- [EXCERPTED PASSAGE]:
▶
Wait a minute, below is the counter argument from your article… pregnant women are exempt. But if you just took these drugs and are no longer pregnant, could they then arrest you if you can’t prove you had a prescription?
Republicans and the powerful anti-abortion group Louisiana Right to Life have disputed those concerns and accused abortion rights groups of fomenting unnecessary fear. As with most abortion restrictions and bans, pregnant women would be exempt from the criminal penalties imposed by the bill, which can include thousands of dollars in fines and up to five years in jail.
I assume it means that in theory they’re only going after the providers. (And some providers have said they’re happy to commit to never going to Louisiana for the rest of their lives and they don’t believe their own state will extradite.)
Isn’t it god’s will that a woman die of her ectopic pregnancy?
I’ve heard more than a few woman say they were told that after they had abortions due to ectopic pregnancy. Their friends and neighbors were quite disappointed in them not going through with the pregnancy.
It might be G-d’s will that a woman die from such a condition, but it also might be G-d’s will that a way to prevent that death exists and is available.
God truly works in mysterious ways. It’s wrong for women to get treatment for ectopic pregnancies, but totally fine for a man to have quintuple bypass surgery or use Viagra to overcome an inability to have an erection.
Depends on what “legalizes” means. If the federal gov’t simply says there are no federal penalties, that doesn’t stop states from having their own penalties.
◀
- [PROBLEM]:
Copy out the stretch of the comment thread that opens with "I assume it" and closes with "and is available.", putting "doctors" in place of each "providers".

- [SOURCE INFORMATION]:
▶
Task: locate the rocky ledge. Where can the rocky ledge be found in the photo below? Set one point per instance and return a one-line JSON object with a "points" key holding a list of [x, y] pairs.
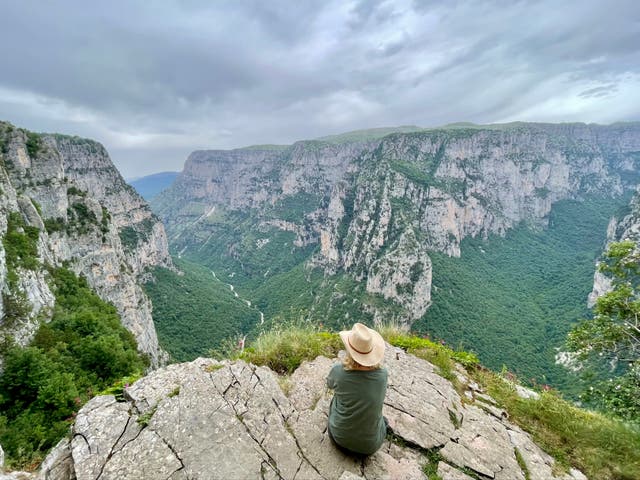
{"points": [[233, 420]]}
◀
▶
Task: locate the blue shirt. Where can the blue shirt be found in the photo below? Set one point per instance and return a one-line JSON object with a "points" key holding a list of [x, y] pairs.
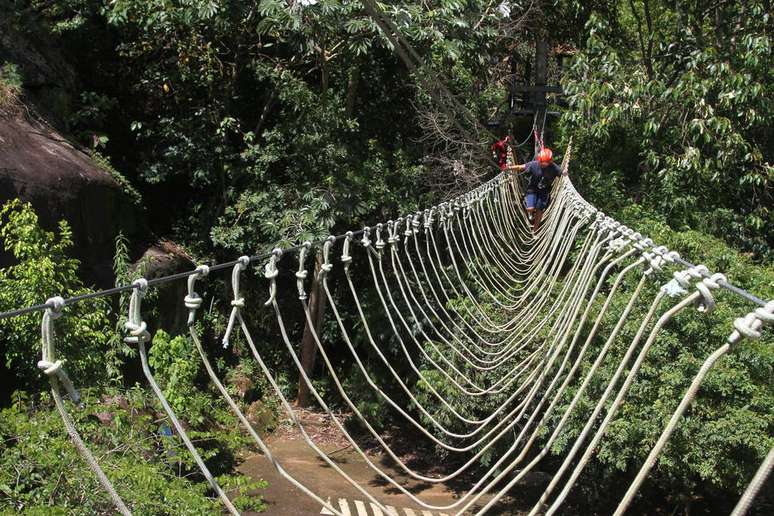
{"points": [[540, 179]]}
◀
- [RESULT]:
I assume it means that in theory they’re only going after the doctors. (And some doctors have said they’re happy to commit to never going to Louisiana for the rest of their lives and they don’t believe their own state will extradite.)
Isn’t it god’s will that a woman die of her ectopic pregnancy?
I’ve heard more than a few woman say they were told that after they had abortions due to ectopic pregnancy. Their friends and neighbors were quite disappointed in them not going through with the pregnancy.
It might be G-d’s will that a woman die from such a condition, but it also might be G-d’s will that a way to prevent that death exists and is available.